= TASK PROMPT =
Copy out all the lines of the data precisely, omitting any pictures.

(Beginning of MATERIAL FOR THIS TASK)

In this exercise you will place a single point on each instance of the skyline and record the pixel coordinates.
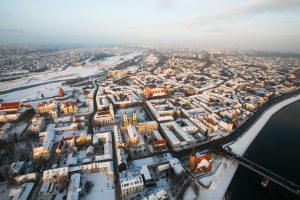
(260, 25)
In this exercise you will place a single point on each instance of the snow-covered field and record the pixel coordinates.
(34, 93)
(71, 72)
(240, 146)
(220, 182)
(103, 188)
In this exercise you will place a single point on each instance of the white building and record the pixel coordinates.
(74, 187)
(56, 175)
(131, 185)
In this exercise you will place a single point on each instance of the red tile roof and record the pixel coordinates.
(9, 105)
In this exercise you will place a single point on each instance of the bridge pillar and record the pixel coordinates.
(265, 182)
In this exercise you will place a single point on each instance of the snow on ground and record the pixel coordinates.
(228, 167)
(157, 159)
(220, 182)
(118, 59)
(240, 146)
(48, 90)
(4, 191)
(70, 72)
(102, 189)
(189, 194)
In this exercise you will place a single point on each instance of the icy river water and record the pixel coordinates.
(277, 148)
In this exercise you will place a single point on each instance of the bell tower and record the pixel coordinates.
(134, 119)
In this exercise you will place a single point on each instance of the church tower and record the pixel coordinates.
(111, 111)
(125, 120)
(192, 161)
(134, 119)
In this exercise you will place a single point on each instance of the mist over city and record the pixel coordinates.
(149, 100)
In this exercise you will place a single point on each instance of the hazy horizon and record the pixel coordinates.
(272, 25)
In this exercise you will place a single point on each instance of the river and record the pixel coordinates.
(276, 148)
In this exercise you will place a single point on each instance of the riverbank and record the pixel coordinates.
(239, 146)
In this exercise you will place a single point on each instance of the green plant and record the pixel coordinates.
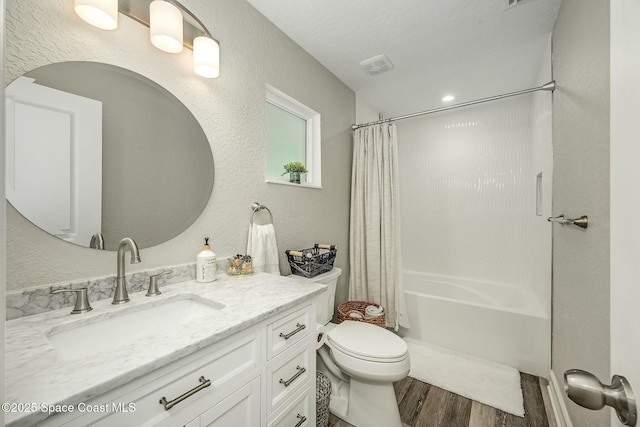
(294, 167)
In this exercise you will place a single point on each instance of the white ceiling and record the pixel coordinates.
(469, 48)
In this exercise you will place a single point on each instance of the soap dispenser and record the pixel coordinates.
(206, 264)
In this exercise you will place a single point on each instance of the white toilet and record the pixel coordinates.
(362, 361)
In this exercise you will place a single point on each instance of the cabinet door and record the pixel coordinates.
(241, 409)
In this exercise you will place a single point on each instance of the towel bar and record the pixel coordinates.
(257, 207)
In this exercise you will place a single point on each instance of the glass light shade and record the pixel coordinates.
(206, 57)
(99, 13)
(165, 26)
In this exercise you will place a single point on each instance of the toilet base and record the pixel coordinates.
(368, 404)
(361, 403)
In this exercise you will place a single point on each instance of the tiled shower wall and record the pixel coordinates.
(468, 192)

(End of MATERIAL FOR THIS TASK)

= TASK ANSWER =
In this exercise you will place a single point on each instance of the skyline and record the pixel coordinates.
(260, 25)
In this exercise you will place a single point on each instance of the snow-covered field and record the pixel coordinates.
(34, 93)
(71, 72)
(240, 146)
(220, 182)
(103, 188)
In this exercise you will place a single point on each instance of the white building and record the pixel coordinates.
(74, 187)
(56, 175)
(131, 185)
In this exercise you will place a single point on each instance of the red tile roof and record the pixel coordinates.
(9, 105)
In this exercise you will place a single point on each instance of the bridge pillar and record the pixel coordinates.
(265, 182)
In this exercise you will place a single point on each instance of the snow on ground and record the pixel coordinates.
(228, 167)
(157, 159)
(220, 182)
(118, 59)
(240, 146)
(48, 90)
(4, 191)
(70, 72)
(102, 189)
(189, 194)
In this exercise you will place a single point on each instance of the icy river water and record the pixel coordinates.
(277, 148)
In this exercise you will place a single point on each instance of the bell tower and record the pixel coordinates.
(134, 119)
In this exercise you will place a single point on each instance of the church tower and record the pixel coordinates.
(111, 111)
(125, 120)
(192, 161)
(134, 119)
In this exercise you will place a single point on each instance of the mist over city and record the pixel coordinates.
(149, 100)
In this exercise you will place a single point on each instance of the hazy horizon and record the pixel coordinates.
(272, 25)
In this exercise you will place a single point on each instance of the river and record the pixel coordinates.
(276, 148)
In this exercise you will place a single point on each instance of the riverbank and record the pixel coordinates.
(239, 146)
In this exercise you will place a single point on each instance of the green plant and record the pixel coordinates.
(294, 167)
In this exercise you will place a single point on each instance of the white ceiling and record the pixel coordinates.
(469, 48)
In this exercise you will place a single point on each instance of the soap dispenser and record the pixel coordinates.
(206, 264)
In this exercise you will place a single point on each instance of the white toilet and record the pixel coordinates.
(362, 361)
In this exercise you will place a single point on each instance of the cabinet door and record the pixel coordinates.
(241, 409)
In this exercise you will place a single point on each instance of the towel bar and record the pixel coordinates.
(257, 207)
In this exercise you will place a single point on each instance of the glass light shade and record the pixel coordinates.
(206, 57)
(99, 13)
(165, 26)
In this exercise you will place a single point on each instance of the toilet base and record the pixel coordinates.
(368, 404)
(361, 403)
In this exercise you will place a single point on each instance of the tiled shower wall and record the pixel coordinates.
(468, 192)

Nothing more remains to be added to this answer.